What you will do -
Starting with the line that contains "Annotate the mountain" and going on through the end of the items, write out every line again, requests included. Scale each answer point's coordinates by 1.45 and round them to whole numbers with halves going up, but leave the numbers in the requests and their sample format lines unchanged.

Records from a point labeling set
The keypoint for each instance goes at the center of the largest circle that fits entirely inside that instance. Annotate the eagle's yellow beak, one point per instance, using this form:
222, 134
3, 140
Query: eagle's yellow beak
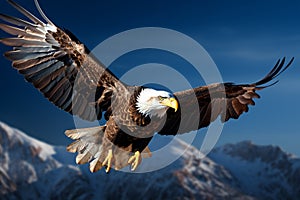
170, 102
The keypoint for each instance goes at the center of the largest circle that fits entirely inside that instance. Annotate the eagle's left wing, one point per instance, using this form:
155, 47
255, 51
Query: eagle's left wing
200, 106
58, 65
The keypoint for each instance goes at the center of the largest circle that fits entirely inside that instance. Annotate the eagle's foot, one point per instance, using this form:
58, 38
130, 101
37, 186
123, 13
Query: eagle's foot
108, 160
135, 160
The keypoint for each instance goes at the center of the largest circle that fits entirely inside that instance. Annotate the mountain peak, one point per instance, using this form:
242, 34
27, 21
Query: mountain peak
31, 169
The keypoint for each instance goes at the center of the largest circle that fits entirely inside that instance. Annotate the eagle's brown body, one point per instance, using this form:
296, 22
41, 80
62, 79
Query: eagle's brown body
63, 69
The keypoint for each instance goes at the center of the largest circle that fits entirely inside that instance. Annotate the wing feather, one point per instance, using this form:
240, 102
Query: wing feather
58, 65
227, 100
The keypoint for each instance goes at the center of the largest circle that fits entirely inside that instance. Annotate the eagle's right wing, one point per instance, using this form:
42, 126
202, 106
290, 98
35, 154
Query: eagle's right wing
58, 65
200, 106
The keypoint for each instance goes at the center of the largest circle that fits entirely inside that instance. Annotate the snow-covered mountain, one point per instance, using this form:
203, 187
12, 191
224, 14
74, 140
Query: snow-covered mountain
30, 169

Output for this exercise -
The keypoint for each instance goes at the center of the largest circle that fits entirely inside that instance. Annotate the mountain peak, one point per instance, using this form:
242, 34
27, 21
Query: mountain peak
45, 245
The keypoint for each instance goes at the center of the largest circle that fits entirely inside that instance. Annotate the eagle's brown body, one point per instance, using this form:
296, 22
41, 80
62, 79
Query: eagle's brown body
91, 100
The keypoint for each instance goes at the center of the largest circle that fits entirely inside that instance. Annotate the wing feather, one point per instance, using this form:
240, 102
Query: wing feather
84, 94
329, 145
The keypoint for each instance goes at the center of the largest circle that fits entirely inside that instance. Annotate the eagle's right wing, one point per instance, using this form:
42, 126
202, 106
290, 98
35, 154
Query: eagle's right wing
84, 94
290, 154
The keypoint for each instance goes at the center of the largest circle that fits entirely inside that instance. Annotate the snow-covered mountain, one point per instance, using this form:
203, 187
12, 191
224, 14
74, 140
Query: snow-covered mountain
44, 245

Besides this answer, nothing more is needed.